Hamish Macbeth is a Scottish mystery comedy-drama television series produced by BBC Scotland that aired from 26 March 1995 to 4 May 1997. It is loosely based on a series of mystery novels by M. C. Beaton (Marion Chesney). The series concerns a local police officer, Constable Hamish Macbeth, in the fictitious town of Lochdubh on the west coast of Scotland. The title character was played by Robert Carlyle. It consisted of three series, with the first two series containing six episodes and the third containing eight.

The series was released on DVD in the United Kingdom and the United States in 2005 and 2006, respectively, with the exception of the first series episode "West Coast Story". This was due to rights issues surrounding the episode's extensive use of excerpts from the 1961 film West Side Story.

Synopsis
Hamish Macbeth, a police constable in the Northern Constabulary, accompanied by his dog, a West Highland Terrier named Wee Jock (later another West Highland Terrier called Jock following Wee Jock's death), keeps the peace in the small town of Lochdubh (pronounced with the guttural 'ch' sound, LoCH-DOO).  Macbeth does this in his own way, without undue reliance on the letter of the law and with every intention of avoiding being promoted out of what is his ideal job. He strongly dislikes involvement from Inverness police, and sometimes his main work doesn't seem to be the capture of local very petty criminals, but to keep them away from prison and penalties.

The major running theme of the series is the tension caused by Hamish's attraction to both the journalist of the local newspaper, Isobel Sutherland and the aristocratic author Alexandra Maclean. Other themes include the clairvoyance of Hamish's friend and co-worker "TV John", John McIver, the not-so-secret romance between the school-teacher Esme Murray and the shopkeeper Rory Campbell, the volatile marriage of the publican Barney Meldrum and his wife Agnes, the schemes of the two Lachie MacCraes, father and son, the laid-back, pipe smoking Doc Brown, and Major Peregrine Maclean, father of Alexandra and aristocratic penniless widower.

The series was accompanied by the Gaelic music of John Lunn.

Production
The series was filmed on location in the village of Plockton, the town of Kyle of Lochalsh and the surrounding area. A map of the Lochdubh area shown in the episode "In Search of a Rose" places Lochdubh close to Toscaig, just to the north of Kyle of Lochalsh, with Lochdubh Island being part of the Crowlin Islands.

******

## SHORT TASK A
Say whether each statement agrees with the Hamish Macbeth article, giving yes or no and quoting the words that decide it.
(i) The third series had eight episodes.
(ii) The series was filmed on location in Inverness.
(iii) The episode "West Coast Story" was left out of the DVD releases.
## SHORT TASK B
From the Hamish Macbeth article, return the passage that begins at the words "The series was accompanied" and stops after "the Crowlin Islands.".
## SHORT TASK C
Answer these questions from the Hamish Macbeth article.
(i) Who played the title character?
(ii) Whose music accompanied the series?
(iii) What breed of dog is Wee Jock?

## INFORMATION PROVIDED
******

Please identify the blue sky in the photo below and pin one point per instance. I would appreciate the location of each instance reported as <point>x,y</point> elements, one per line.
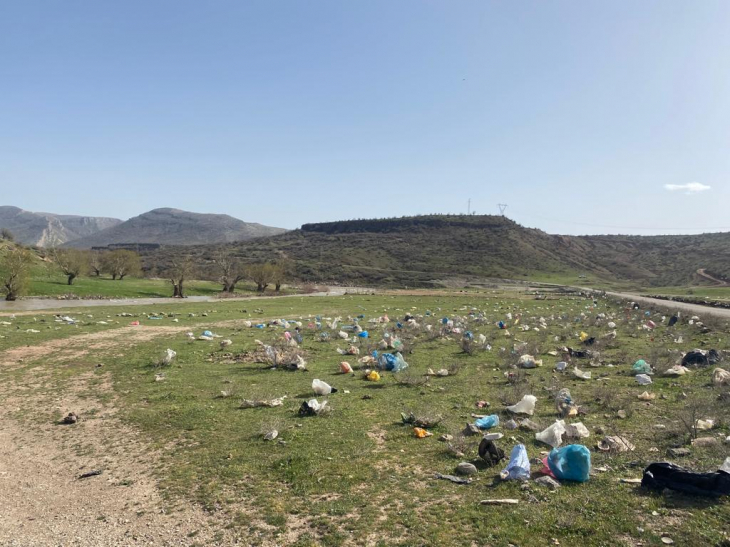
<point>576,114</point>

******

## EXERCISE RESPONSE A
(i) Yes: "the third containing eight"
(ii) No: "The series was filmed on location in the village of Plockton, the town of Kyle of Lochalsh and the surrounding area."
(iii) Yes: "with the exception of the first series episode "West Coast Story""

## EXERCISE RESPONSE B
The series was accompanied by the Gaelic music of John Lunn.

Production
The series was filmed on location in the village of Plockton, the town of Kyle of Lochalsh and the surrounding area. A map of the Lochdubh area shown in the episode "In Search of a Rose" places Lochdubh close to Toscaig, just to the north of Kyle of Lochalsh, with Lochdubh Island being part of the Crowlin Islands.

## EXERCISE RESPONSE C
(i) Robert Carlyle
(ii) John Lunn
(iii) West Highland Terrier